Your assignment – Omit the images. Copy each entry word for word.
:::::
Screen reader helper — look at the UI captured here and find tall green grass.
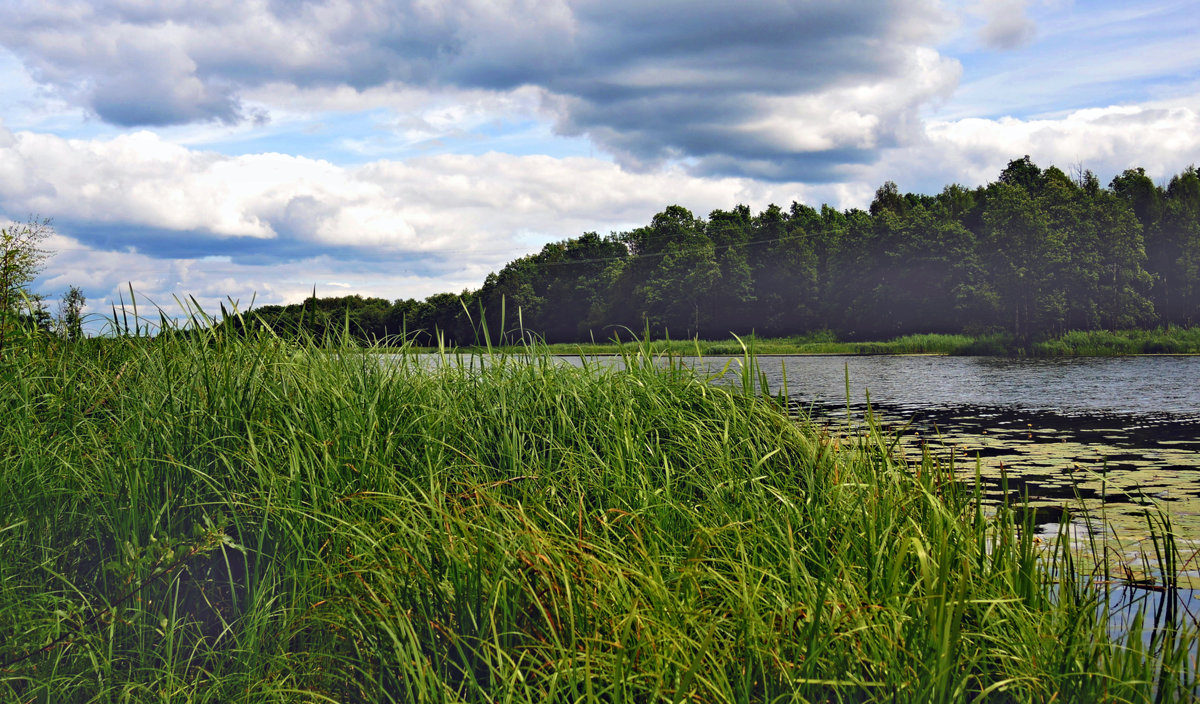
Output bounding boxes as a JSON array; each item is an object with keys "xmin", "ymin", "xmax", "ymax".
[
  {"xmin": 1034, "ymin": 327, "xmax": 1200, "ymax": 356},
  {"xmin": 1, "ymin": 317, "xmax": 1196, "ymax": 702}
]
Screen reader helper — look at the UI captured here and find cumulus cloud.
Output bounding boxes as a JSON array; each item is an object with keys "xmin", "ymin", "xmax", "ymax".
[
  {"xmin": 0, "ymin": 0, "xmax": 959, "ymax": 181},
  {"xmin": 975, "ymin": 0, "xmax": 1037, "ymax": 50},
  {"xmin": 1, "ymin": 123, "xmax": 815, "ymax": 315},
  {"xmin": 36, "ymin": 235, "xmax": 488, "ymax": 331},
  {"xmin": 0, "ymin": 126, "xmax": 810, "ymax": 257},
  {"xmin": 928, "ymin": 102, "xmax": 1200, "ymax": 183},
  {"xmin": 836, "ymin": 99, "xmax": 1200, "ymax": 203}
]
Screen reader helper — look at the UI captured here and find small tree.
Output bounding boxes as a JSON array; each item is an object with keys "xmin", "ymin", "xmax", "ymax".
[
  {"xmin": 0, "ymin": 216, "xmax": 53, "ymax": 352},
  {"xmin": 58, "ymin": 285, "xmax": 86, "ymax": 341}
]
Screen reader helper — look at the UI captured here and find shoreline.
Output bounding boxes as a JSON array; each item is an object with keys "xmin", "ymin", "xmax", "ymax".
[{"xmin": 379, "ymin": 326, "xmax": 1200, "ymax": 358}]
:::::
Response below –
Screen reader helper — look at the UI captured here and find tall green grass.
Output bounding boxes as a JSON array; each item is an object with keys "xmin", "ymin", "xmax", "ymax".
[
  {"xmin": 1034, "ymin": 327, "xmax": 1200, "ymax": 356},
  {"xmin": 1, "ymin": 317, "xmax": 1196, "ymax": 702}
]
Screen reader helper — look at the UI captured here and find cumulus cloud.
Output bounding boxes as a JSON array; each item is an object with keys "xmin", "ymin", "xmax", "ymax".
[
  {"xmin": 0, "ymin": 0, "xmax": 959, "ymax": 181},
  {"xmin": 975, "ymin": 0, "xmax": 1037, "ymax": 50},
  {"xmin": 1, "ymin": 123, "xmax": 815, "ymax": 315},
  {"xmin": 36, "ymin": 235, "xmax": 488, "ymax": 331},
  {"xmin": 0, "ymin": 126, "xmax": 810, "ymax": 257},
  {"xmin": 928, "ymin": 102, "xmax": 1200, "ymax": 183},
  {"xmin": 836, "ymin": 99, "xmax": 1200, "ymax": 203}
]
Screen reader helper — look at the UI captured here and find small tree.
Output bounding boxes as a JSON array; each item is an object with keys "xmin", "ymin", "xmax", "ymax".
[
  {"xmin": 0, "ymin": 216, "xmax": 53, "ymax": 352},
  {"xmin": 58, "ymin": 285, "xmax": 86, "ymax": 341}
]
Screen reader helper — look at the UI captured here and find shoreline.
Output bounding boxes as a JSON array; each item is an object with keys "xmin", "ymin", "xmax", "ymax".
[{"xmin": 379, "ymin": 326, "xmax": 1200, "ymax": 358}]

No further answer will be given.